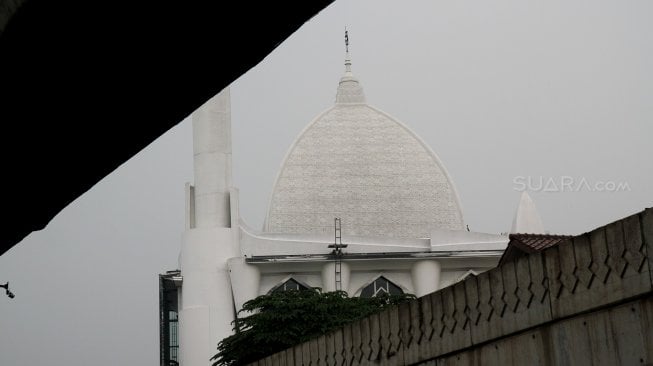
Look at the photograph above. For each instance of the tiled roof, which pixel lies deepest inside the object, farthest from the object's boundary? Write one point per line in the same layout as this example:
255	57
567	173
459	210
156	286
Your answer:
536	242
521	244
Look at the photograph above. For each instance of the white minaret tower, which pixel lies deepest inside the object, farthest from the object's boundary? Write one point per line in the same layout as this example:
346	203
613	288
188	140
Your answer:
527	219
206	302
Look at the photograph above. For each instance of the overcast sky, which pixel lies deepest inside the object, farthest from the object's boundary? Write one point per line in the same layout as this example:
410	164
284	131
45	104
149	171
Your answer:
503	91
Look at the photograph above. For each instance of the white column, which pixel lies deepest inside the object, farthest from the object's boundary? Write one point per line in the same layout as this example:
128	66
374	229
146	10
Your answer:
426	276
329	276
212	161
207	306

----

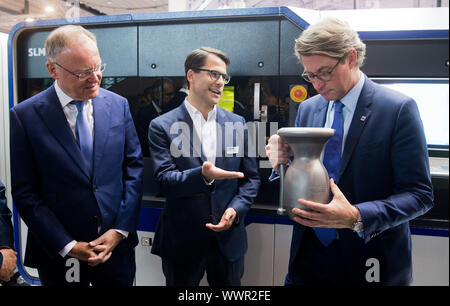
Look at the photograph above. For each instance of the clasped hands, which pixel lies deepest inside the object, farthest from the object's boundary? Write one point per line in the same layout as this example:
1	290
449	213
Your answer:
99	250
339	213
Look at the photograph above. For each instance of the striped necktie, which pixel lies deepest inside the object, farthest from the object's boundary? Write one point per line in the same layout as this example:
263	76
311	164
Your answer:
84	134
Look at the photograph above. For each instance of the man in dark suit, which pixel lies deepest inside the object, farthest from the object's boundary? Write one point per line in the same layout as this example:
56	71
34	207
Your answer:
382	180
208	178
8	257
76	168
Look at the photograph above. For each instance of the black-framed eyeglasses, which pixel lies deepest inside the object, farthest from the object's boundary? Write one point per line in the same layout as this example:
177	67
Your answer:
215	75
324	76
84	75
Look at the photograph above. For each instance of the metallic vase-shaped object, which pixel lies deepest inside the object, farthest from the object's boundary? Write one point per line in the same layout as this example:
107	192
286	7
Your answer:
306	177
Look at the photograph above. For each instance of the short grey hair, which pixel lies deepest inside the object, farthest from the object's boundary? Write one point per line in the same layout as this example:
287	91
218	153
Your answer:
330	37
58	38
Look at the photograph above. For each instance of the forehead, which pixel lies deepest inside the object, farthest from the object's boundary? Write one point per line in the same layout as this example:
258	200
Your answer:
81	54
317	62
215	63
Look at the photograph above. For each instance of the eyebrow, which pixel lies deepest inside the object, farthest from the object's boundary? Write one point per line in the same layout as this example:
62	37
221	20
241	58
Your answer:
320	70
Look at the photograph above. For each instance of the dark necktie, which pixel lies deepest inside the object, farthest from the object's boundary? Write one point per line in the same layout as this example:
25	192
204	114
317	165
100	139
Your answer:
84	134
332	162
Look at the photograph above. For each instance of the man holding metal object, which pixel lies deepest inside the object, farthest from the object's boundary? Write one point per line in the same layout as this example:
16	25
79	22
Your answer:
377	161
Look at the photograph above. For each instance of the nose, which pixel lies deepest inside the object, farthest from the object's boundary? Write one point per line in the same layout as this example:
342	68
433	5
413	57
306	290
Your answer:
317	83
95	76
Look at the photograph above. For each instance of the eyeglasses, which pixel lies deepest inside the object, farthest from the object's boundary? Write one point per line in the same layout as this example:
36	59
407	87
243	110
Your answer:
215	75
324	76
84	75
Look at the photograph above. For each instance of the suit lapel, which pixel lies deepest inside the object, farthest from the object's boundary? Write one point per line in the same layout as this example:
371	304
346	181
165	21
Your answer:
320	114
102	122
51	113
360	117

----

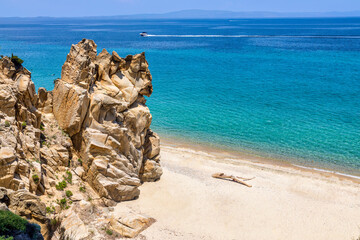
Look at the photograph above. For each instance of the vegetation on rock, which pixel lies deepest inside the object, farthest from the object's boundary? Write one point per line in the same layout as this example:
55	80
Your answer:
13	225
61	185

----

ACTIVITY:
Check each line of the material above for "eyeglasses" and say how many lines contain it, giving the number alone.

EXERCISE RESPONSE:
2